### Data to use
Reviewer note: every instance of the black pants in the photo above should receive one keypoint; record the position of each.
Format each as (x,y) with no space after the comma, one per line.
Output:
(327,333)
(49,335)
######
• **What you have to do**
Please transcribe the items above word for word, reproducing every line without any change.

• **Written answer**
Reviewer note: every instance of the black pants in the photo above should receive one keypoint; record the position of each.
Format each as (x,y) with no space after the comma, one per line.
Output:
(327,333)
(49,335)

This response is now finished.